START Records for the task

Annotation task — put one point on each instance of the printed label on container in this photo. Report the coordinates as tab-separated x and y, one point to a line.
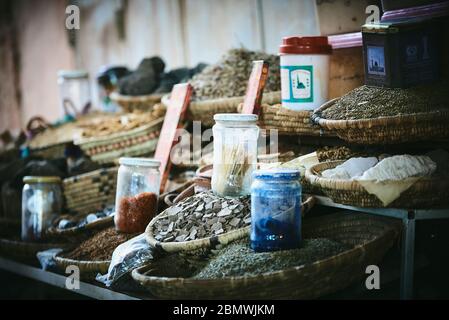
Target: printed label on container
376	60
300	83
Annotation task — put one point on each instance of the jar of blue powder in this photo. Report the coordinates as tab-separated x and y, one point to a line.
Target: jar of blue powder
275	210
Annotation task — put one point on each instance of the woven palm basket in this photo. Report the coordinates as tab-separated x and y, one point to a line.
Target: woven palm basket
205	243
78	234
369	237
387	130
137	142
425	193
132	103
289	122
88	269
90	192
204	111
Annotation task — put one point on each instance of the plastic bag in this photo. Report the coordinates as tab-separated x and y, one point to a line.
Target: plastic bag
128	256
47	259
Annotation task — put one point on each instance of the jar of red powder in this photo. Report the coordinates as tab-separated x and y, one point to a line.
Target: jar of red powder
137	195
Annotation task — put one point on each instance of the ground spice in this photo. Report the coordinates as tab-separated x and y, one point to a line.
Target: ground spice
238	259
99	247
134	213
372	102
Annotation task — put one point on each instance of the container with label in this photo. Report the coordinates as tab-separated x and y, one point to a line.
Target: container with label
401	54
275	210
305	72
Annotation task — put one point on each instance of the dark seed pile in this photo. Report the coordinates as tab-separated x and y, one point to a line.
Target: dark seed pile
238	259
100	247
229	77
372	102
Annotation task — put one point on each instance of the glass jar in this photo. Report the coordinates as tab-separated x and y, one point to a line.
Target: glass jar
41	204
138	183
235	154
74	91
275	210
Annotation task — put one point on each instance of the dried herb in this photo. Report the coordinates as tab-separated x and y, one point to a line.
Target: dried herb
238	259
229	77
372	102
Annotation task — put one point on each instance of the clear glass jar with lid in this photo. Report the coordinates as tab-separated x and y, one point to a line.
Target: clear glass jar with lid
41	205
138	183
235	153
275	210
74	91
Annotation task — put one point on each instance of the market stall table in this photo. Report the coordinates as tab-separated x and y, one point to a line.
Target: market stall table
409	218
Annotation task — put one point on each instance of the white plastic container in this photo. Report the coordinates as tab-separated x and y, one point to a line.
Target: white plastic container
305	65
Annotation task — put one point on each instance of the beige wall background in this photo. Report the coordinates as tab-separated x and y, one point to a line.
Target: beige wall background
182	32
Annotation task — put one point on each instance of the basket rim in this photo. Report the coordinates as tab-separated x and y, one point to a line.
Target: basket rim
141	277
84	142
200	103
224	238
374	122
83	265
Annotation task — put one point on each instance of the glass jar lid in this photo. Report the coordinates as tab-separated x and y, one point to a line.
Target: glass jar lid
39	179
277	174
140	162
73	74
236	117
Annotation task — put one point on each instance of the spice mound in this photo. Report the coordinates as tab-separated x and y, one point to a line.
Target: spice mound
372	102
237	259
202	215
229	77
99	247
134	213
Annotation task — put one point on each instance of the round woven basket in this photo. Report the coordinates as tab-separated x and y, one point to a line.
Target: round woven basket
370	237
206	243
290	122
132	103
88	269
204	111
425	193
387	130
77	234
137	142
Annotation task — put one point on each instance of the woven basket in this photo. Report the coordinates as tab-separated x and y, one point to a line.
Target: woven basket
78	234
370	236
387	130
132	103
205	243
90	192
137	142
88	269
425	193
204	111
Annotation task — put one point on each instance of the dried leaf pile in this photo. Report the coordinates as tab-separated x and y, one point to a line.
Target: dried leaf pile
229	77
372	102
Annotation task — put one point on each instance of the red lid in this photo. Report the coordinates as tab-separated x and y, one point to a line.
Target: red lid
305	45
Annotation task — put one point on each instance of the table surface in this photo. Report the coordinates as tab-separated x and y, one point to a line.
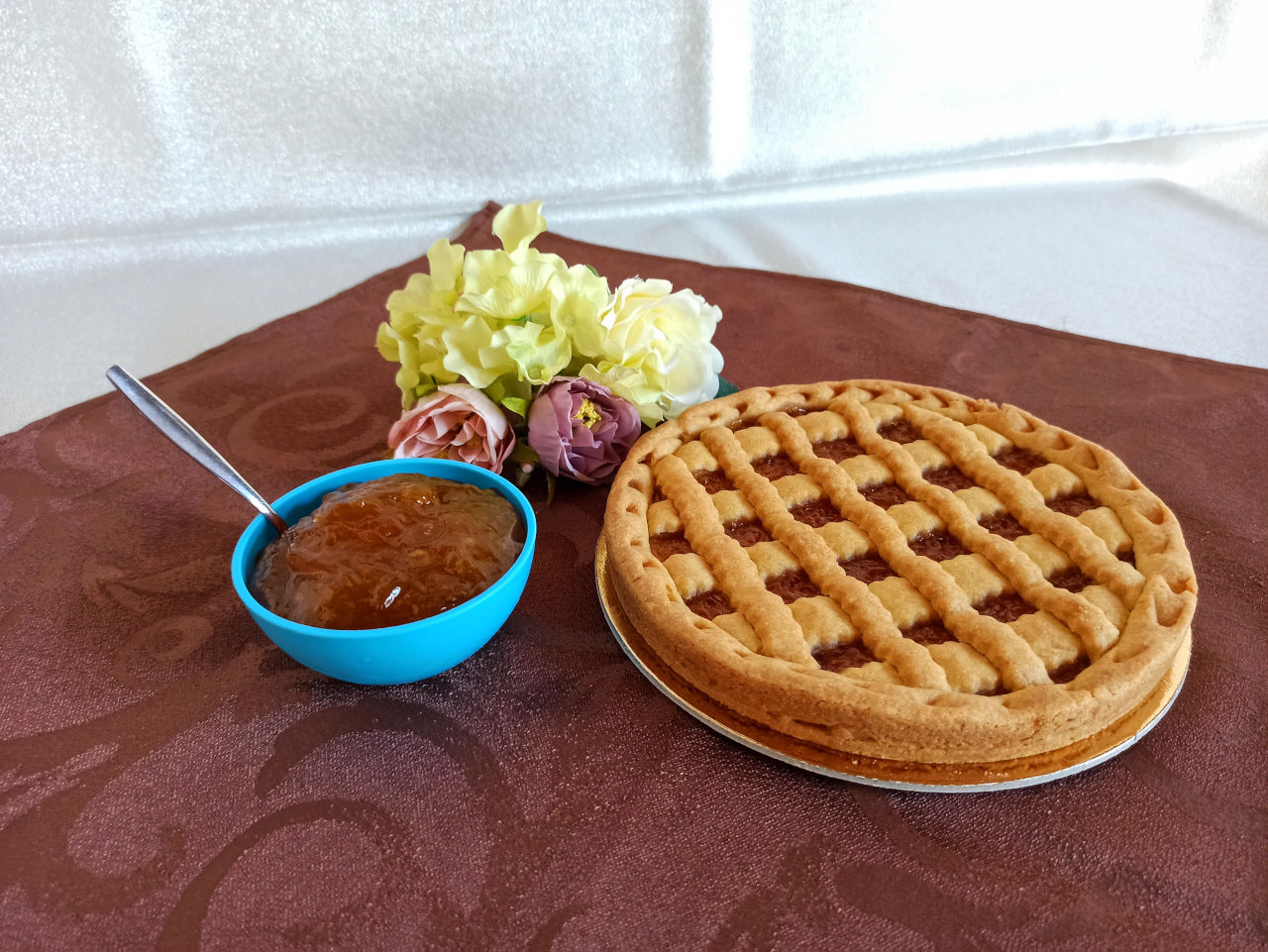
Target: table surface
167	780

END Records for the task

- _Set problem_
Please reproduce the whole listing above word for word, leaving the pictures out.

- _Exercise response_
Annotation task — put one point on each instance of the printed label on container in this photo. Report the coordinates as tab-separated x and y, one point to a line.
Target: printed label on container
376	60
300	83
Annotation task — put one point on each instance of the jar of blue powder in this photo. Report the coordinates as tab-separated x and y, one point to a line.
Target: jar of blue powder
275	210
Annotation task — put one point on each instance of the woven palm basket in this photo. Report the coordinates as tab-separated x and y, one point to a line.
Target: woven palm basket
205	243
78	234
369	237
387	130
137	142
425	193
132	103
289	122
88	269
90	192
204	111
Annotation task — put one point on each instance of the plastic bag in this photo. Report the coordinates as tab-separated x and y, one point to a line.
Target: plastic bag
128	256
47	259
Annotation task — put one point on each instance of the jar of red powder in this photo. Report the coordinates as tab-separated x and y, one point to a line.
Target: jar of red powder
137	195
Annotation task — put one point on each instance of the ground spice in this photo. Report the coordinates as tab-separated x and y, one point to a line.
Target: ground spice
238	259
99	247
134	213
372	102
Annotation task — put one point on each instance of the container with label in this photo. Report the coordinates as tab-separated x and y, one point to a line.
Target: container with label
401	54
275	210
305	72
Annotation task — put one point on each instance of the dark seed pile in this photo. Report the coordinates as tab-separated x and y, one point to a line.
Target: dark seed pile
238	259
100	247
229	77
372	102
Annotation task — put one point on each instance of the glass jar in this photo. Report the coordinates as tab-separated x and y, one point to a line.
Target: glass jar
41	204
138	183
235	154
74	91
275	210
Annotation task — put one point on each instance of the dried herb in this photo. Report the coordinates as tab-separated x and y, one point to a line.
Target: dried herb
238	259
229	77
372	102
Annotation task — put one point on each instance of the clear glass jar with lid in this photo. Report the coordinates as tab-separated x and y, one point to a line.
Target: clear glass jar with lid
41	205
138	183
235	153
275	210
74	91
Annotation task — put one point on each instance of the market stall table in this photo. Report the coordinates as tab-separated x and y, one point to a line.
Target: market stall table
409	218
Annotation task — put one point on each instance of the white plastic container in this photo. Report the coordinates as tab-separated x and y, one point to a line.
Target: white plastic container
305	65
Annotation task — put one point on each instance of the beige wall background in this photo. Report the coordinates as tab-separated x and y, one point to a line.
Target: beige wall background
182	32
Annotation task — put one point on each instance of the basket rim in this photo. Report the coordinates as tab-separated x and y, one point to a line.
Target: basket rim
141	277
84	142
200	103
224	238
374	122
83	265
Annotation task — put one point on each instance of the glass jar lid in this photo. Report the coordinates as tab-separated x and y, one point to a line.
Target: glass jar lid
39	179
277	174
140	162
73	74
236	117
Annotation task — put one point on each instance of the spice mound in this photo. Report the coordinates as tab-separated x and y, one point to a line.
Target: spice mound
372	102
237	259
202	215
229	77
99	247
134	213
Annotation task — put one point on each instance of the round woven basket in this photo. Report the coordinates as tab-separated x and y, one point to a line.
Target: round woven basket
370	237
206	243
290	122
132	103
88	269
204	111
425	193
387	130
77	234
137	142
Annotation task — put one point on each instance of the woven basket in this photo. Report the coordinates as tab-separated x and y, one point to a line.
Target: woven basket
78	234
370	236
387	130
132	103
205	243
90	192
137	142
88	269
425	193
204	111
Annotation task — put one point on each instance of the dried leaf pile in this photo. Report the coordinates as tab-separated x and y, one point to a line.
Target: dried leaf pile
229	77
372	102
Annotation task — put one point on each instance of the red lid in this photo. Report the coordinates as tab-separated x and y, one point to a line.
Target: red lid
305	45
Annotation task — put one point on each instance of the table surface in this photo. Report the coordinates as tab-separated x and y, one point to a line.
Target: table surface
167	780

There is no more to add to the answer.